## begin Input data

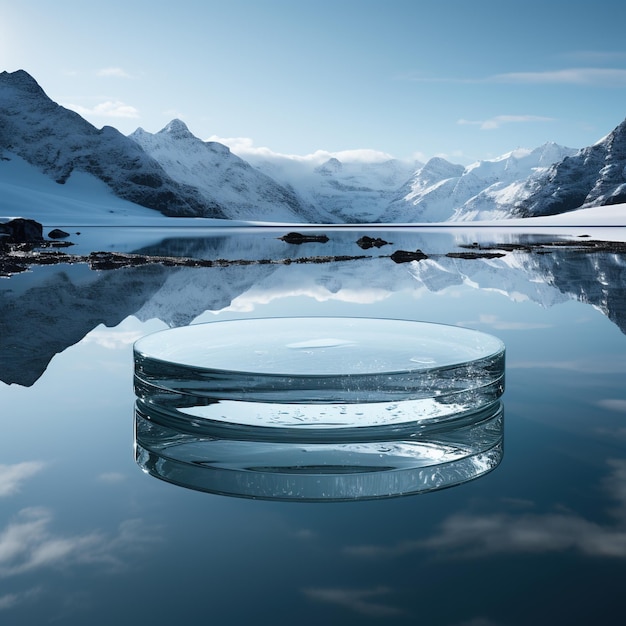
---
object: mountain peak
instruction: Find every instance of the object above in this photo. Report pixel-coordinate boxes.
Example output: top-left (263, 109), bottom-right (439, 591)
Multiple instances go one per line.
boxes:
top-left (157, 119), bottom-right (194, 139)
top-left (0, 70), bottom-right (47, 97)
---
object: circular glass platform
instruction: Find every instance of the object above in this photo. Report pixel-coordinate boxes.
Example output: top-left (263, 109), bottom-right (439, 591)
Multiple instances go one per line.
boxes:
top-left (134, 317), bottom-right (505, 434)
top-left (135, 400), bottom-right (504, 502)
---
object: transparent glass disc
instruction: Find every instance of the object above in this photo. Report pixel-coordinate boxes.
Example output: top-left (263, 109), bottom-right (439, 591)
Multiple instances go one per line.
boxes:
top-left (134, 317), bottom-right (505, 435)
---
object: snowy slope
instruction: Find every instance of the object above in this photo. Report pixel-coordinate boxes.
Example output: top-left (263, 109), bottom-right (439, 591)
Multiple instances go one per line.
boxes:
top-left (0, 70), bottom-right (217, 217)
top-left (380, 143), bottom-right (575, 223)
top-left (241, 154), bottom-right (420, 223)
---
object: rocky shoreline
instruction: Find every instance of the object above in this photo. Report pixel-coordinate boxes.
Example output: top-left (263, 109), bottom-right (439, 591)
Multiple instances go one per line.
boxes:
top-left (0, 218), bottom-right (626, 278)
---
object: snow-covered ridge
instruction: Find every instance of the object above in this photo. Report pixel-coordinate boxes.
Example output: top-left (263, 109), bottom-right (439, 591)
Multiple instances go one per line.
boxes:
top-left (0, 70), bottom-right (626, 224)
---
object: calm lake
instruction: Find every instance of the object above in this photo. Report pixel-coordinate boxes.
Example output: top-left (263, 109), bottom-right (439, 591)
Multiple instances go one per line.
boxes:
top-left (0, 227), bottom-right (626, 626)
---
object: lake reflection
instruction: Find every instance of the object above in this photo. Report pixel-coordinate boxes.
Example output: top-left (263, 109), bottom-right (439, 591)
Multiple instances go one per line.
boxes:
top-left (0, 229), bottom-right (626, 626)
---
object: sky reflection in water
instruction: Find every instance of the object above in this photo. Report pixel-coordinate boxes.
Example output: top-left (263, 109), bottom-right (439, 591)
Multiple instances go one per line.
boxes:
top-left (0, 228), bottom-right (626, 626)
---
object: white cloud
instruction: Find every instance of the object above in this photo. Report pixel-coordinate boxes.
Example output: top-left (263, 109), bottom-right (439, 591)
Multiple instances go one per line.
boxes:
top-left (205, 135), bottom-right (394, 164)
top-left (487, 67), bottom-right (626, 87)
top-left (97, 67), bottom-right (131, 78)
top-left (98, 472), bottom-right (126, 485)
top-left (457, 115), bottom-right (554, 130)
top-left (0, 507), bottom-right (161, 578)
top-left (598, 398), bottom-right (626, 413)
top-left (302, 587), bottom-right (403, 617)
top-left (0, 461), bottom-right (45, 498)
top-left (0, 587), bottom-right (41, 611)
top-left (63, 100), bottom-right (139, 118)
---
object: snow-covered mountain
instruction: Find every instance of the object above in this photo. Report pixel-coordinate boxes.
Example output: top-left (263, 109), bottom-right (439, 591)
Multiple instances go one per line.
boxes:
top-left (0, 70), bottom-right (626, 223)
top-left (380, 143), bottom-right (576, 222)
top-left (241, 154), bottom-right (421, 224)
top-left (511, 120), bottom-right (626, 217)
top-left (0, 70), bottom-right (223, 217)
top-left (130, 119), bottom-right (333, 222)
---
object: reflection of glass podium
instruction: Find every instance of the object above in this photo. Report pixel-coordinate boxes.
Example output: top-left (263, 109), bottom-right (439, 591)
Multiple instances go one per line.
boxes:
top-left (135, 318), bottom-right (504, 501)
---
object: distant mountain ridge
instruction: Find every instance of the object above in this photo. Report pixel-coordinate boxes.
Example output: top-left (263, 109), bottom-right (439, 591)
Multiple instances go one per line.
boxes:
top-left (0, 70), bottom-right (626, 223)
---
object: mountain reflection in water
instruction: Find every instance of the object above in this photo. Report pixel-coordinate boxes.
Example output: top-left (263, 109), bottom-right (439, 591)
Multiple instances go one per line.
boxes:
top-left (0, 229), bottom-right (626, 386)
top-left (0, 229), bottom-right (626, 626)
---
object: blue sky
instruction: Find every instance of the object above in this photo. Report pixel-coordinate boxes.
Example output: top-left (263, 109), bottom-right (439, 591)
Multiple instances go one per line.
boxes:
top-left (0, 0), bottom-right (626, 163)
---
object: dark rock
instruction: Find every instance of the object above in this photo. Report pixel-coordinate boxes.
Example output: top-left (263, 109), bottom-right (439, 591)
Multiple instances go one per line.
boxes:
top-left (0, 217), bottom-right (43, 243)
top-left (279, 233), bottom-right (328, 245)
top-left (356, 235), bottom-right (389, 250)
top-left (391, 250), bottom-right (428, 263)
top-left (446, 252), bottom-right (506, 259)
top-left (48, 228), bottom-right (70, 239)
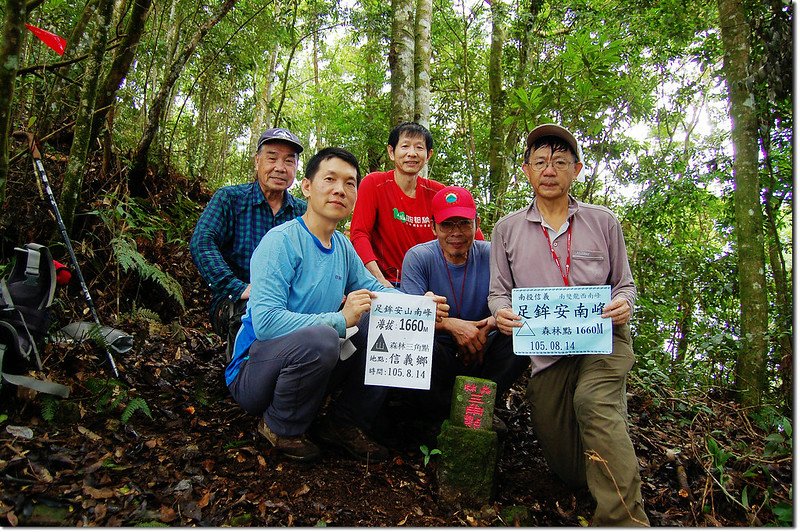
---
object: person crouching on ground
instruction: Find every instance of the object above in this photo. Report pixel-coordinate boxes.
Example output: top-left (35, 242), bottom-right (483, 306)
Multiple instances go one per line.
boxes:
top-left (225, 148), bottom-right (449, 461)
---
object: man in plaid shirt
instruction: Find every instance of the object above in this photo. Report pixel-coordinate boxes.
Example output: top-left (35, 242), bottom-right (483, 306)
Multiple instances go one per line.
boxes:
top-left (189, 128), bottom-right (306, 360)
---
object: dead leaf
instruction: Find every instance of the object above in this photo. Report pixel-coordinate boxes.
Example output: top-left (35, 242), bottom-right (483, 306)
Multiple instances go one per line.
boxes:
top-left (78, 425), bottom-right (103, 441)
top-left (159, 506), bottom-right (178, 523)
top-left (83, 485), bottom-right (114, 499)
top-left (94, 504), bottom-right (108, 520)
top-left (6, 425), bottom-right (33, 440)
top-left (197, 491), bottom-right (211, 508)
top-left (30, 462), bottom-right (53, 484)
top-left (292, 484), bottom-right (311, 497)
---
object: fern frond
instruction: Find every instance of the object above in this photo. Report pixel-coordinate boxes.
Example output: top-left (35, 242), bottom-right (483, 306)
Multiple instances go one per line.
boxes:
top-left (42, 395), bottom-right (59, 423)
top-left (119, 397), bottom-right (153, 423)
top-left (111, 237), bottom-right (186, 309)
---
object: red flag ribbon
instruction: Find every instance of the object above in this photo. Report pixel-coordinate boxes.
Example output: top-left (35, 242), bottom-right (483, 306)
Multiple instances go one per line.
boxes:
top-left (25, 23), bottom-right (67, 55)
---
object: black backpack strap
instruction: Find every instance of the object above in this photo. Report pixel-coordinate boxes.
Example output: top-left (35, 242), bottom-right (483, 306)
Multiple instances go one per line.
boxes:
top-left (14, 242), bottom-right (56, 310)
top-left (0, 338), bottom-right (69, 399)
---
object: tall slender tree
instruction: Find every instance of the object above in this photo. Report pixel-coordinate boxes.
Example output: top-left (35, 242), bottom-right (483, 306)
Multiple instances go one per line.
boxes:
top-left (389, 0), bottom-right (416, 125)
top-left (718, 0), bottom-right (769, 406)
top-left (128, 0), bottom-right (237, 189)
top-left (414, 0), bottom-right (433, 128)
top-left (0, 0), bottom-right (27, 205)
top-left (60, 0), bottom-right (114, 232)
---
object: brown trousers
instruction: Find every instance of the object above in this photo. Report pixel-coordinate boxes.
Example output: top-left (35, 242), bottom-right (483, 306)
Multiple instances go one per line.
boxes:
top-left (526, 324), bottom-right (649, 526)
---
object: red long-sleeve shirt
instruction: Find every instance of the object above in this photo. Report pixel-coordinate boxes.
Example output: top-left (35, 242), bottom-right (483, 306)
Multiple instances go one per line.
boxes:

## end Input data

## Do this
Report every line of the records that contains the string "shirt", copying each line in full. The match is case-sensitive.

## Answer below
object: man in plaid shirt
object: red long-sleeve shirt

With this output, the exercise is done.